▸ **SELECTED EXCERPT**:

--------------------------------------------------

The use of oxytocin may affect analgesic duration. Although our study was not designed or powered to detect the 13-min difference in analgesic duration noted between patients with oxytocin augmentation and those without, our data consistently showed a trend of longer average analgesic duration in patients with subsequent oxytocin augmentation. Whether oxytocin increases visceral pain threshold or affects chronobiology of subarachnoid fentanyl and at what dose (especially during labor) is not clear.21 Although the uterine contraction frequency and cervical dilation were similar between groups (including between patients with and without subsequent oxytocin augmentation) at the time before CSEA placement and at time of additional analgesic request, one may postulate that patients’ subsequently requiring augmentation may be in part due to a less intense and slower labor and therefore potentially less pain and longer analgesic duration, independent of whether oxytocin has any effect on chronobiology or pain threshold.

--------------------------------------------------

▸ **PROBLEMS AND TASKS**:
a) According to the passage on oxytocin and analgesic duration, how large was the difference in analgesic duration between patients with oxytocin augmentation and those without?
b) Write the next few sentences of the passage on oxytocin and analgesic duration, picking up after its last sentence.

▸ **DATA EXCERPT**:
--------------------------------------------------

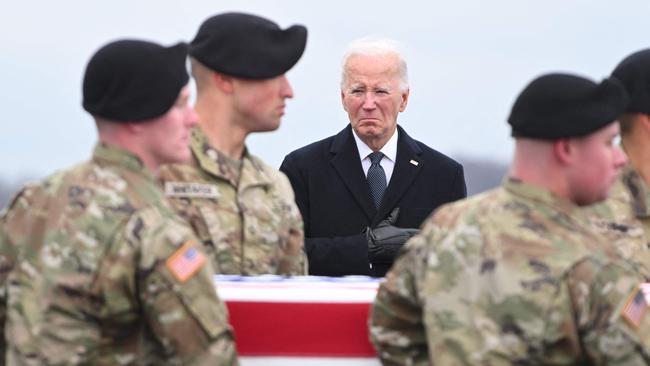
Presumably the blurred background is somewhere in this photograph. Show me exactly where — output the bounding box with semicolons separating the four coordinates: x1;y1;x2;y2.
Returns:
0;0;650;207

--------------------------------------------------

▸ **RESULTS IN ORDER**:
a) 13 minutes

b)
In our study, one patient in the day group had an analgesic duration of 229 min, a highly unusual, long duration of action and possibly an outlier among the data. The VAPS score, cervical dilation, cervical dilation changes, progress of labor, and frequency of contraction for this patient were all similar and consistent with other patients. Nevertheless, there would still have been a statistically significant difference between groups even if this patient were excluded. After exclusion of this patient from data analysis, the analgesic duration (mean ± SD) was 88 ± 25 and 67 ± 21 min for the day and night groups, respectively (P < 0.001).
Recently, Aya et al.11 reported a chronobiologic difference in labor pain perception in an observational study showing daytime pain scores of 75.6 ± 15.1 versus 85.7 ± 14.1 in the nocturnal group. Even though this may contribute to differences in analgesic duration between our groups, our data demonstrated no significant difference in cervical dilation, frequency of uterine contractions, or the corresponding VAPS score between the day and night groups both immediately before CSEA placement and at the time when patients requested additional analgesia via the epidural catheter.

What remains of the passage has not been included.